■ What you should do ■
Can you express the material below as a numbered list, with blank lines dropped and the pictures left out?

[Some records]
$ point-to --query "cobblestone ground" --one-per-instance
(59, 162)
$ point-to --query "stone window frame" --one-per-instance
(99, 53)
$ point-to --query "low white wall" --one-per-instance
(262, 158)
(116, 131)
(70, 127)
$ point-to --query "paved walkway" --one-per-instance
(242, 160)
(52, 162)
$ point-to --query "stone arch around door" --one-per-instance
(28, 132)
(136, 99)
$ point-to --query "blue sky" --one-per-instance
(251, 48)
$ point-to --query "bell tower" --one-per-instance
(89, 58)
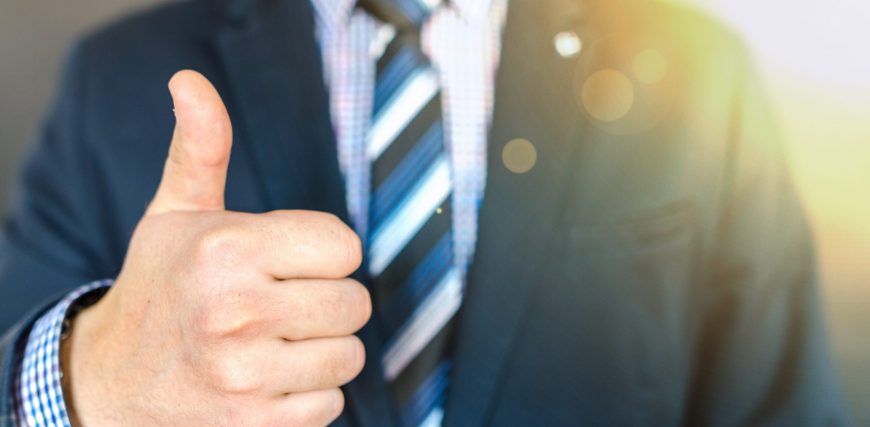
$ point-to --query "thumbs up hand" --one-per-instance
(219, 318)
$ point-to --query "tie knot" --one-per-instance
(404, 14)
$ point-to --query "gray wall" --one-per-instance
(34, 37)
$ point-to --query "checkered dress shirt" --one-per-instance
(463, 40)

■ Solution to this task ■
1. $ point-to --query "cobblestone ground" --one-per-instance
2. (59, 162)
3. $ point-to --query "stone window frame" --one-per-instance
4. (99, 53)
5. $ point-to --query "low white wall" --one-per-instance
6. (262, 158)
7. (116, 131)
8. (70, 127)
9. $ point-to --query "paved walkway" --one-per-instance
10. (242, 160)
11. (52, 162)
12. $ point-to --query "stone arch around door" --one-per-instance
13. (28, 132)
14. (136, 99)
15. $ point-to --query "blue sky" --one-per-instance
16. (251, 48)
17. $ point-to --query "bell tower" --one-per-instance
18. (89, 58)
19. $ point-to --query "thumbs up hand" --one-per-instance
20. (219, 318)
21. $ point-to --query "tie knot" --one-per-instance
22. (404, 14)
23. $ point-to --query "gray wall" --one-per-instance
24. (34, 37)
25. $ point-to --query "checkered dress shirt" --one-per-instance
26. (463, 40)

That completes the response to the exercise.